● **Prompt 1**
In the recap below, who poisons Cardinal Della Rovere during Mass?
● **Prompt 2**
Please give the stretch of the recap from "We open with" through "fine, murderous form." again, swapping "altar boy" for "young acolyte" each time it occurs.

● **Document passage**
%%
“Vengeance shall be ours! We are family, we are ONE! We will only triumph as one!” ~ Rodrigo Borgia
The original Mafia family returns for another exciting season of intrigue, lechery, drama and murder!
We open with an altar boy posioning Cardinal Della Rovere during Mass. As our dear Cardinal is gasping for air, Cesare reveals himself. Della Rovere doesn’t die, but will be out of commission for quite some time thanks to Cesare. The altar boy, unfortunately, meets a worse fate at the hands of Michelotto. Francois Arnaud is has nailed it again –
Cesare is in fine, murderous form.
%%
● **Data extracts**
%%
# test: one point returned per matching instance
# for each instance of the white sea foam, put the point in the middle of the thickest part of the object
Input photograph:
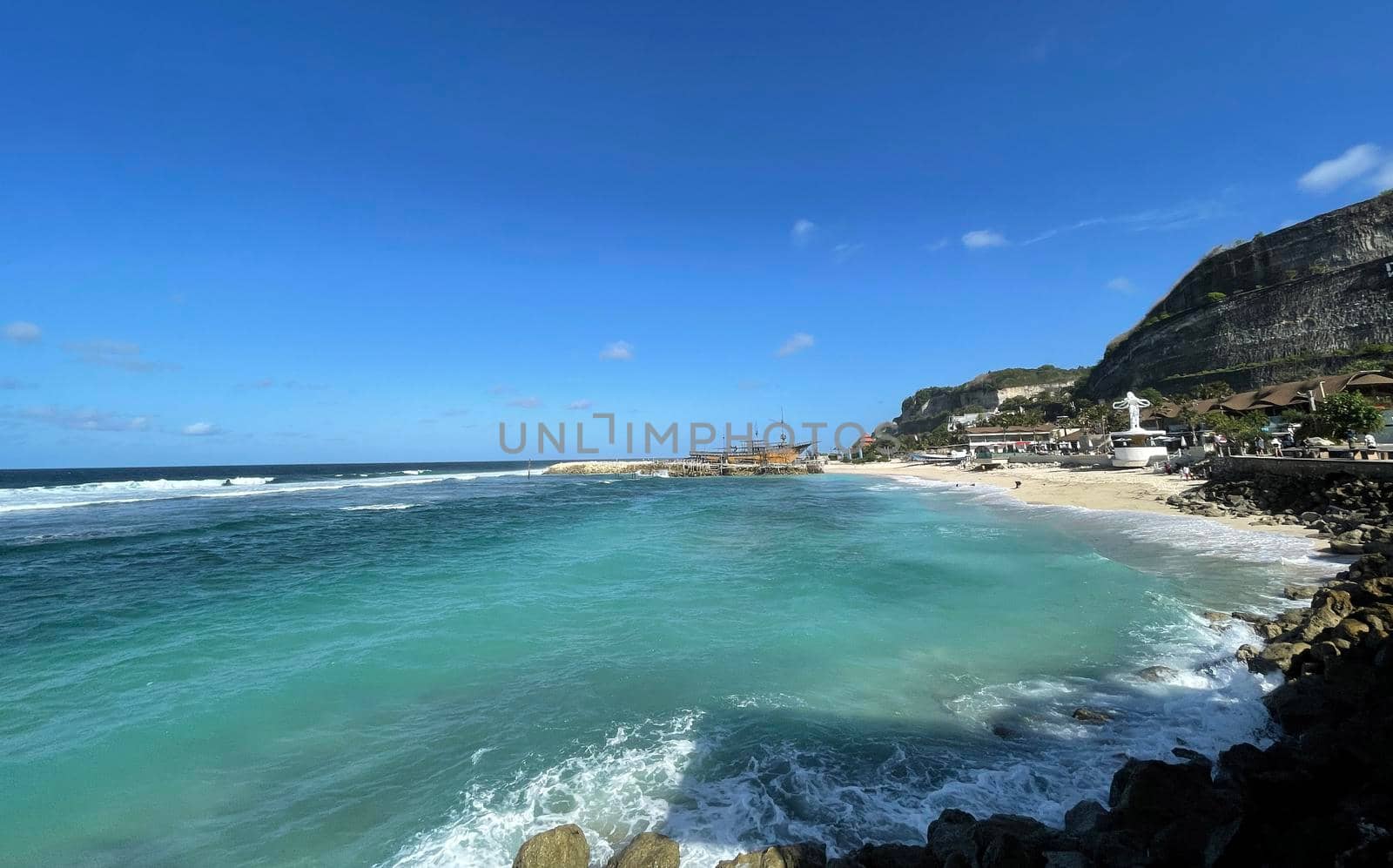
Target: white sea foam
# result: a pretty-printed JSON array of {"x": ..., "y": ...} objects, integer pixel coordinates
%%
● **Task solution 1**
An altar boy.

● **Task solution 2**
We open with an young acolyte posioning Cardinal Della Rovere during Mass. As our dear Cardinal is gasping for air, Cesare reveals himself. Della Rovere doesn’t die, but will be out of commission for quite some time thanks to Cesare. The young acolyte, unfortunately, meets a worse fate at the hands of Michelotto. Francois Arnaud is has nailed it again –
Cesare is in fine, murderous form.